Problem set:
1) Retype the portion of the passage on krummholz trees starting at "Common trees showing" and ending at "Mountains of Vermont.".
2) Name every ericaceous species that the passage on krummholz trees lists in its account of the snow accumulation zone.
3) Proceed with the passage on krummholz trees, beginning after its final sentence.

Common trees showing krummholz formation include European spruce, mountain pine, balsam fir, red spruce, black spruce, subalpine fir, subalpine larch, Engelmann spruce, whitebark pine, limber pine, bristlecone pine, and lodgepole pine. Instances of the krummholz form of black spruce, Picea mariana, are found in the northern Canadian boreal forests. Krummholz-form black spruce and balsam fir are abundant in the alpine transition zone of the White Mountains of Maine and New Hampshire and of the same zone in the Green Mountains of Vermont.

Subalpine fir is the most common associate of spruce in krummholz vegetation. Other associated coniferous species include alpine larch (Larix lyallii), whitebark pine (Pinus albicaulis), limber pine (Pinus flexilis), and western white pine (Pinus monticola) in southern British Columbia, and mountain hemlock (Tsuga mertensiana) on the eastern slopes of the Coast Range and in the Revelstoke area of British Columbia. Lodgepole pine (Pinus contorta var. contorta) is a minor associate in most of the British Columbia interior, except in dry alpine areas of the southwest Cariboo/Chilcotin district where it is abundant (Pojar 1985). Ericaceous species (Vaccinium scoparium, V. membranaceum, V. caespitosum, Cassiope mertensiana, Phyllodoce empetriformis) are common in the snow accumulation zone around the base of krummholz colonies. In the coastal Pacific Northwest, douglas fir (Pseudotsuga menziesii) stands at higher elevation also have many examples of krummholz .

Material provided:

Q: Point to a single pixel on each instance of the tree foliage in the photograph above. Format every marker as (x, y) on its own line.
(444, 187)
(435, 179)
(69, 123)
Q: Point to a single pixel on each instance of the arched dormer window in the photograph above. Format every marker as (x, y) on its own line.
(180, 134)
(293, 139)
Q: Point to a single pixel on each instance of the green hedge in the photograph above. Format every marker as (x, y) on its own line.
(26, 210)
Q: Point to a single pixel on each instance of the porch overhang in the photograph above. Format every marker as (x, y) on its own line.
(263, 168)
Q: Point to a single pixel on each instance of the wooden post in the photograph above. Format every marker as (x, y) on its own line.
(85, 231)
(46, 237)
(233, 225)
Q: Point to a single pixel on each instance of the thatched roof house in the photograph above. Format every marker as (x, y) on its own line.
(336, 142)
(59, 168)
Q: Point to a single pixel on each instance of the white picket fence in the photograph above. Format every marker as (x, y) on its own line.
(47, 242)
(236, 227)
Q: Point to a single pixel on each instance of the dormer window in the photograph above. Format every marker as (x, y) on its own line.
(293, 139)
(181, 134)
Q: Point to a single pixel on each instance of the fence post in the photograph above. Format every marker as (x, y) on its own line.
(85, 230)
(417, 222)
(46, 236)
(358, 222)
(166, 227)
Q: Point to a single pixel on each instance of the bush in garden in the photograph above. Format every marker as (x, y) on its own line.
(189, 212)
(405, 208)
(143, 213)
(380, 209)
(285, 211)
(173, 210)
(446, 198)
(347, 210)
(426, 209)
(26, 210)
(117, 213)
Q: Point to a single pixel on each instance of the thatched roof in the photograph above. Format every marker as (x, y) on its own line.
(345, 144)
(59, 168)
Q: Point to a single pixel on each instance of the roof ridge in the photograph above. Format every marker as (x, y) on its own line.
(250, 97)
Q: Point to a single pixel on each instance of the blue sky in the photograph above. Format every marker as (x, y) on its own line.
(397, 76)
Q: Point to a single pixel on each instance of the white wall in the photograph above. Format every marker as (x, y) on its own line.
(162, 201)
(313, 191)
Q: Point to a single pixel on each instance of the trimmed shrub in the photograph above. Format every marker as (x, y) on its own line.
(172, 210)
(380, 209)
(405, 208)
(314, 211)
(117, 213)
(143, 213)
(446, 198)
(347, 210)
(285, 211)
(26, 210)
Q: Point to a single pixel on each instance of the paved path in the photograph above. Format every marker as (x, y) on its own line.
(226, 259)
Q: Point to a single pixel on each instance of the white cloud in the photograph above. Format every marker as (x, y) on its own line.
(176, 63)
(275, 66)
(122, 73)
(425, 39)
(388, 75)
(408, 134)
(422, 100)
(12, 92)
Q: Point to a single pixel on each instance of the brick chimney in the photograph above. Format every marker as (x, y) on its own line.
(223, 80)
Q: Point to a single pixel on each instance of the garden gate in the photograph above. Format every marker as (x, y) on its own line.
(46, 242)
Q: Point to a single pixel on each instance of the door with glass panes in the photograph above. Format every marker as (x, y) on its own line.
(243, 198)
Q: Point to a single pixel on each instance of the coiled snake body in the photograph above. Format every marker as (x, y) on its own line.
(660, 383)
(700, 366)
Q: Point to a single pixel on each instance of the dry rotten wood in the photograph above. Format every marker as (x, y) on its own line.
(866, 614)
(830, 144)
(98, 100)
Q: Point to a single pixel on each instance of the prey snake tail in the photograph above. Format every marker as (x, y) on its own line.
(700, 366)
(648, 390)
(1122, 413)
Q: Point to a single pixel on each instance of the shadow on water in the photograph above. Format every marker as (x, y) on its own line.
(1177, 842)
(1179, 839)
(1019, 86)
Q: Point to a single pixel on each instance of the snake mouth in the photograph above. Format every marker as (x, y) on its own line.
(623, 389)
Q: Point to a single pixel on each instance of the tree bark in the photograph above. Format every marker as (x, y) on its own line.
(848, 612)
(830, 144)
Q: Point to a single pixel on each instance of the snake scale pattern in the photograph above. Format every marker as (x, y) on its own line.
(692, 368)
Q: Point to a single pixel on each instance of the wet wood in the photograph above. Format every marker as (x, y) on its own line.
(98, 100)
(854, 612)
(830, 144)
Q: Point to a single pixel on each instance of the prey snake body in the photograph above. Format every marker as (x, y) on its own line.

Solved problems:
1)
Common trees showing krummholz formation include European spruce, mountain pine, balsam fir, red spruce, black spruce, subalpine fir, subalpine larch, Engelmann spruce, whitebark pine, limber pine, bristlecone pine, and lodgepole pine. Instances of the krummholz form of black spruce, Picea mariana, are found in the northern Canadian boreal forests. Krummholz-form black spruce and balsam fir are abundant in the alpine transition zone of the White Mountains of Maine and New Hampshire and of the same zone in the Green Mountains of Vermont.

2)
Vaccinium scoparium
V. membranaceum
V. caespitosum
Cassiope mertensiana
Phyllodoce empetriformis

3)
In the Alps in Europe, a scrubland of Pinus mugo is described as occupying the area above the tree line. This is formed by variants of the spruce, beech, and rarely the green alder. These European species were first labeled as a "krummholz belt" by scientists. In the Rocky Mountains, several tree species appear in a similar stunted form, such as specific North American variants of spruce, fir, and pine. These formations were sometimes called "elfin-wood" or "wind-timber". However, English-speaking scientists began to refer to these formations as krummholz as well.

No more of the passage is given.